Extracted records
'''
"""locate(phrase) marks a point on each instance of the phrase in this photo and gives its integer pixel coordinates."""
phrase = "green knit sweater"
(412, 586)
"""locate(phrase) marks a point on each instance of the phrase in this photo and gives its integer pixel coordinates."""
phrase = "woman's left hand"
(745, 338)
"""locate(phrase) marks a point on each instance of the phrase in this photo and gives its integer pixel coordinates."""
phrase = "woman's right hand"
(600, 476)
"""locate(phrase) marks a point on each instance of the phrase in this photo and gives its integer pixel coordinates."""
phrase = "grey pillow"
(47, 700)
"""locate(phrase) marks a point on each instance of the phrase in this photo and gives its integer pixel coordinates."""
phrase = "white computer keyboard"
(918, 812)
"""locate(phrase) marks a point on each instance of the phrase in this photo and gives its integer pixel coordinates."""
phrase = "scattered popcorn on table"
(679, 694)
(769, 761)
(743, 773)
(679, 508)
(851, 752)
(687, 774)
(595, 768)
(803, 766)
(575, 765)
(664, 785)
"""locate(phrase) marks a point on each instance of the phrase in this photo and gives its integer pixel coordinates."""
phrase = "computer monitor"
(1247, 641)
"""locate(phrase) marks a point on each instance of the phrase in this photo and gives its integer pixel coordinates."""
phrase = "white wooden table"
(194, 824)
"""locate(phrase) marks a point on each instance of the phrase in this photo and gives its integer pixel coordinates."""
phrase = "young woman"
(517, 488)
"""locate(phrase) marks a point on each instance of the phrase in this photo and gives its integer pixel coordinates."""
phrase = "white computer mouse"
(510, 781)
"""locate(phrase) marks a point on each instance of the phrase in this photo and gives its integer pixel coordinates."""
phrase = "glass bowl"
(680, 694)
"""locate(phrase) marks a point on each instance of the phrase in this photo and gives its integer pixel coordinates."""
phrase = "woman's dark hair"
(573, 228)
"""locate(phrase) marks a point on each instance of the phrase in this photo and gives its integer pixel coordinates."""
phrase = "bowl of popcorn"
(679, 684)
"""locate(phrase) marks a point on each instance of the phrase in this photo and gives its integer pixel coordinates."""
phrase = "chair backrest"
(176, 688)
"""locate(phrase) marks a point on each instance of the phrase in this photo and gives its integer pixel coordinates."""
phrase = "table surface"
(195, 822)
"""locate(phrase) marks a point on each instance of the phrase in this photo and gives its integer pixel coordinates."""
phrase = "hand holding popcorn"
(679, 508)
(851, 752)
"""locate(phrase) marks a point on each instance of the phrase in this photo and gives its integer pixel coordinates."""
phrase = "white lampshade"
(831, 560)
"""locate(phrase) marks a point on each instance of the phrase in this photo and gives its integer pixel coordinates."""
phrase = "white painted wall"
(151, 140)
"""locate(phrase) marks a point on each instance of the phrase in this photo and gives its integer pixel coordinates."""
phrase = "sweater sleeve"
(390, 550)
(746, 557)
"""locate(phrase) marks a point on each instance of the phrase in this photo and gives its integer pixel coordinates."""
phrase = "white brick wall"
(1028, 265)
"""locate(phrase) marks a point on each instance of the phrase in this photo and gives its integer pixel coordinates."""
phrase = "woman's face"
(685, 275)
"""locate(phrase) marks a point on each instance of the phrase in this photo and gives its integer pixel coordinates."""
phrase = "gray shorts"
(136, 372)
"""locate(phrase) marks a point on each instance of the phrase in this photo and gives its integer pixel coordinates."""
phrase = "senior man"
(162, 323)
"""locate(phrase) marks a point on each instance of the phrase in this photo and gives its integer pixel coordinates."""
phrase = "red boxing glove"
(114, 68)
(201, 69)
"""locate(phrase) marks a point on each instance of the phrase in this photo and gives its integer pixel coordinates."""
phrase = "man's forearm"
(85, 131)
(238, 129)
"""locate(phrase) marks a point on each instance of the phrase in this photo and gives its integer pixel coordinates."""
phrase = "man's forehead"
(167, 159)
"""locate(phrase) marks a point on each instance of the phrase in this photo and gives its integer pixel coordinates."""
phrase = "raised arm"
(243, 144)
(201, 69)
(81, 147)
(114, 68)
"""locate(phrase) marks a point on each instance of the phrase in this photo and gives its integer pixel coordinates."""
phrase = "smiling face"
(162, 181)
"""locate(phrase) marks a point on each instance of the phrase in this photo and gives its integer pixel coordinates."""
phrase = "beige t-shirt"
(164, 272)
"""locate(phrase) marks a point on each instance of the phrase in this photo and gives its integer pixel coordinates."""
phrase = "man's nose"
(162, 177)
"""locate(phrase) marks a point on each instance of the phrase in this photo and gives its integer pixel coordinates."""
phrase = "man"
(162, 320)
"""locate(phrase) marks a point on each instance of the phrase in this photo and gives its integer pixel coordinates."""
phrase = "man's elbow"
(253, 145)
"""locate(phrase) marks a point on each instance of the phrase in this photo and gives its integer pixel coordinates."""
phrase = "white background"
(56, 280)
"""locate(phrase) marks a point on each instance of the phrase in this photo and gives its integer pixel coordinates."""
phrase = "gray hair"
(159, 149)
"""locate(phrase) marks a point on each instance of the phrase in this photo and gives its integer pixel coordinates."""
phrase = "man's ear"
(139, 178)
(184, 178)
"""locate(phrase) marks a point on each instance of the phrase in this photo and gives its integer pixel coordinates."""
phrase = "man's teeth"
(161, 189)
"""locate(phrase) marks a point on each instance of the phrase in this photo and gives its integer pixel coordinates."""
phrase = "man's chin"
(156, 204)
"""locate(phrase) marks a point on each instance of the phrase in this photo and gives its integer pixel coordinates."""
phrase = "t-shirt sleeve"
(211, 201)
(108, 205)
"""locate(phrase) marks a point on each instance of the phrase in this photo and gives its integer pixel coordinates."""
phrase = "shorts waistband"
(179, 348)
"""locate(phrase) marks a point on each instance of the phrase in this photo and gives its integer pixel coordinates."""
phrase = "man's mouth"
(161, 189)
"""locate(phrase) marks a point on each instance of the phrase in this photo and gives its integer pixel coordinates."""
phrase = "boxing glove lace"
'''
ACTION ITEM: Reproduce all of the records exactly.

ANSWER SECTION:
"""locate(phrase) marks a point on each instance of the phrase in this photo and gives its integer pixel coordinates."""
phrase = "green knit sweater"
(412, 586)
"""locate(phrase) marks a point on each instance of the phrase in this photo and gives its integer pixel coordinates."""
phrase = "woman's left hand"
(745, 338)
"""locate(phrase) marks a point on each instance of the phrase in this photo and gives its integer pixel coordinates."""
phrase = "woman's right hand"
(600, 476)
"""locate(phrase) marks a point on each instance of the phrase in this photo and gives its integer pixel coordinates."""
phrase = "grey pillow"
(47, 700)
"""locate(phrase) marks a point on each instance of the phrase in this photo and gives its integer pixel coordinates."""
phrase = "white computer keyboard"
(918, 812)
"""locate(phrase) marks a point on each instance of the phrase in this photo and gives its integer pixel coordinates."""
phrase = "scattered popcorn on table"
(679, 694)
(769, 761)
(743, 773)
(679, 508)
(851, 752)
(687, 774)
(595, 768)
(803, 766)
(575, 765)
(664, 785)
"""locate(phrase) marks a point on each instance of the phrase in this photo and gives its integer pixel coordinates."""
phrase = "computer monitor"
(1247, 641)
"""locate(phrase) marks a point on each instance of the phrase in this photo and gives its integer pixel coordinates."""
phrase = "white wooden table"
(194, 824)
"""locate(phrase) marks a point on each instance of the phrase in this photo and gives its integer pixel coordinates."""
phrase = "young woman"
(517, 488)
"""locate(phrase) marks a point on each instance of the phrase in this photo and gives its integer pixel coordinates."""
phrase = "white computer mouse"
(510, 781)
"""locate(phrase) marks a point on each instance of the phrase in this photo and gives its integer pixel coordinates."""
phrase = "glass bowl"
(680, 694)
"""locate(phrase) marks a point on each instance of the phrase in this photo and gives its integer pixel coordinates."""
phrase = "woman's dark hair"
(573, 228)
"""locate(phrase) marks a point on each instance of the phrase in this photo and gives its integer pixel coordinates."""
phrase = "bowl of popcorn"
(679, 684)
"""locate(phrase) marks a point on each instance of the phrase in this photo and gives its integer pixel coordinates."""
phrase = "chair backrest"
(176, 688)
"""locate(phrase) marks a point on each instance of the phrase in this photo and gives its integer pixel coordinates."""
phrase = "table surface"
(195, 822)
"""locate(phrase) marks a point on each instance of the phrase in this photo and gives its integer pixel coordinates."""
phrase = "hand holding popcorn"
(679, 508)
(851, 752)
"""locate(phrase) marks a point on each instance of the phrase in this photo and gives its integer pixel coordinates."""
phrase = "white lampshade"
(831, 560)
"""locate(phrase) marks a point on each instance of the phrase in this photo and gives its integer pixel coordinates."""
phrase = "white painted wall"
(151, 140)
"""locate(phrase) marks a point on each instance of the phrase in this photo and gives its integer pixel coordinates."""
phrase = "sweater sleeve"
(390, 550)
(746, 557)
"""locate(phrase) marks a point on each instance of the phrase in this photo and gives its integer pixel coordinates."""
phrase = "white brick wall"
(1028, 265)
"""locate(phrase) marks a point on each instance of the phrase in this photo and gives its integer pixel coordinates."""
phrase = "woman's face"
(685, 275)
"""locate(phrase) marks a point on each instance of the phrase in this photo and gives its integer pixel coordinates."""
phrase = "gray shorts"
(136, 372)
"""locate(phrase) marks a point on each instance of the phrase in this photo and gives its integer pixel coordinates."""
phrase = "senior man"
(162, 323)
"""locate(phrase) marks a point on each instance of the phrase in this photo and gives its integer pixel coordinates."""
phrase = "red boxing glove"
(114, 68)
(201, 69)
"""locate(phrase) marks a point on each instance of the phrase in this photo and gives its integer pixel coordinates."""
phrase = "man's forearm"
(85, 131)
(238, 129)
"""locate(phrase) marks a point on each instance of the phrase in this photo and gives its integer pixel coordinates."""
phrase = "man's forehead"
(167, 159)
"""locate(phrase) marks a point on each instance of the phrase in this photo and gives its integer pixel coordinates."""
phrase = "raised arm"
(243, 144)
(201, 69)
(81, 147)
(114, 68)
"""locate(phrase) marks a point on each instance of the phrase in this photo and gives its integer pixel coordinates."""
phrase = "smiling face"
(162, 181)
"""locate(phrase) marks a point on each instance of the phrase in this photo and gives its integer pixel coordinates."""
phrase = "beige t-shirt"
(164, 272)
"""locate(phrase) marks a point on each instance of the phrase in this photo and gives its integer pixel coordinates."""
phrase = "man's nose"
(162, 177)
"""locate(phrase) marks a point on each instance of the phrase in this photo and gives its integer pixel coordinates."""
phrase = "man"
(162, 320)
"""locate(phrase) marks a point on each instance of the phrase in this photo and gives its integer pixel coordinates."""
phrase = "man's elbow"
(253, 145)
"""locate(phrase) marks a point on each instance of the phrase in this photo and gives its integer pixel coordinates."""
phrase = "white background"
(56, 280)
"""locate(phrase) marks a point on each instance of the phrase in this photo and gives its integer pixel coordinates."""
phrase = "gray hair"
(159, 149)
"""locate(phrase) marks a point on each instance of the phrase in this photo and gives its integer pixel coordinates."""
phrase = "man's ear"
(139, 178)
(184, 178)
"""locate(phrase) marks a point on each instance of the phrase in this photo and gives its integer pixel coordinates."""
phrase = "man's teeth"
(161, 189)
"""locate(phrase) marks a point on each instance of the phrase in this photo and gives its integer pixel coordinates."""
phrase = "man's chin"
(156, 204)
"""locate(phrase) marks a point on each instance of the phrase in this photo and gives its integer pixel coordinates."""
phrase = "t-shirt sleeve"
(211, 201)
(108, 205)
"""locate(phrase) marks a point on each instance of the phrase in this photo and gives its integer pixel coordinates."""
phrase = "shorts waistband"
(179, 348)
"""locate(phrase) marks a point on each instance of the phrase in this photo and gives its integer pixel coordinates."""
phrase = "man's mouth"
(161, 189)
"""locate(phrase) marks a point on each instance of the phrase in this photo and gives its integer pixel coordinates."""
phrase = "boxing glove lace"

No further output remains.